=== Text provided ===

Use DataCollatorForTokenClassification (handles per-token padding) and AutoModelForTokenClassification:

from transformers import AutoModelForTokenClassification, DataCollatorForTokenClassification
import evaluate

model = AutoModelForTokenClassification.from_pretrained(
    "bert-base-cased",
    num_labels=len(id2label), id2label=id2label, label2id=label2id,
)
data_collator = DataCollatorForTokenClassification(tokenizer=tokenizer)

seqeval = evaluate.load("seqeval")
def compute_metrics(eval_pred):
    logits, labels = eval_pred
    predictions = np.argmax(logits, axis=2)
    true_predictions, true_labels = [], []
    for prediction, label in zip(predictions, labels):
        for tp, tl in zip(prediction, label):
            if tl != -100:
                true_predictions.append([id2label[tp]])
                true_labels.append([id2label[tl]])

=== Data extracts ===

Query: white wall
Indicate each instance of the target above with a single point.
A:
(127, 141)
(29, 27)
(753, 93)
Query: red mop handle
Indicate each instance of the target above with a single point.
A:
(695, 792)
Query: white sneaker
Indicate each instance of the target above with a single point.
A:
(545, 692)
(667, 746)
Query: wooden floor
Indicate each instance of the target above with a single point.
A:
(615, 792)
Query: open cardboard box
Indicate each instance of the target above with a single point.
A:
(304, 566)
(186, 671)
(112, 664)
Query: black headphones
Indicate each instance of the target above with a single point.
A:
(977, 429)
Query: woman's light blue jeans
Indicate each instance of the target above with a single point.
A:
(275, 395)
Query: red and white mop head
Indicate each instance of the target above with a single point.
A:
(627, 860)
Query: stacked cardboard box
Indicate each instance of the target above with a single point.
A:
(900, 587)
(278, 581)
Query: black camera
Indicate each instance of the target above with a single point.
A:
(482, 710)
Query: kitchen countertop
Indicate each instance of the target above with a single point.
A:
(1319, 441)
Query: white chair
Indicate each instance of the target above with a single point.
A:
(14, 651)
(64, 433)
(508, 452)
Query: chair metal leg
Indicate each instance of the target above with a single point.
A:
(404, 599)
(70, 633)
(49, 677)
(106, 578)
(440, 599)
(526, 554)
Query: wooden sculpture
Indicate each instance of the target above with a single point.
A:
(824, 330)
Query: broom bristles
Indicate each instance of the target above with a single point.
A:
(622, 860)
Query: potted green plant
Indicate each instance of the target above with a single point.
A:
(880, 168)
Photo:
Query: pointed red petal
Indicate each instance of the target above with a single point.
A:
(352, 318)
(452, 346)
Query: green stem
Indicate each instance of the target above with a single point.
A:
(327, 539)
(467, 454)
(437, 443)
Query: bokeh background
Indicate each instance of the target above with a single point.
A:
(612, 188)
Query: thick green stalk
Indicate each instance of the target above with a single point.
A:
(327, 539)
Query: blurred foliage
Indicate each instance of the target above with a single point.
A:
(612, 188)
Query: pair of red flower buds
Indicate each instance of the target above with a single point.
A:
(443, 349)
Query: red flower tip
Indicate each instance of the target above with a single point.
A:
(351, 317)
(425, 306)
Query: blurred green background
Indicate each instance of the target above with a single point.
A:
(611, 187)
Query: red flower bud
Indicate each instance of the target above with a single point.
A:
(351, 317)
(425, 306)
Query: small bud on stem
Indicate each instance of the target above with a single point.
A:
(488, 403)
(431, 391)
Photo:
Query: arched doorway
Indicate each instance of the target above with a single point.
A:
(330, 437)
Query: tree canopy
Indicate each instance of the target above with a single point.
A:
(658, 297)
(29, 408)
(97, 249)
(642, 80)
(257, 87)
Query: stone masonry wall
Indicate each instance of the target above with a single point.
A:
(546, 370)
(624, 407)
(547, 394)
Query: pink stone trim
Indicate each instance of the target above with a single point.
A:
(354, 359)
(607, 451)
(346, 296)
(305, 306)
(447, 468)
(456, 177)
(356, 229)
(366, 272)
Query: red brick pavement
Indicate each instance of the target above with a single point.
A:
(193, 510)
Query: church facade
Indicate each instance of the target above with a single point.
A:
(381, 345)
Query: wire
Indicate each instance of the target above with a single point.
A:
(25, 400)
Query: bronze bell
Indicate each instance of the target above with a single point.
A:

===

Exercise set ->
1) Echo the token classification excerpt starting at "true_predictions, true_labels = [], []" and ending at "true_predictions.append([id2label[tp]])".
2) In the token classification excerpt, which pretrained checkpoint is passed to AutoModelForTokenClassification.from_pretrained?
The data after the token classification excerpt is separate material.

Results of the tasks ->
1)
true_predictions, true_labels = [], []
    for prediction, label in zip(predictions, labels):
        for tp, tl in zip(prediction, label):
            if tl != -100:
                true_predictions.append([id2label[tp]])

2) "bert-base-cased"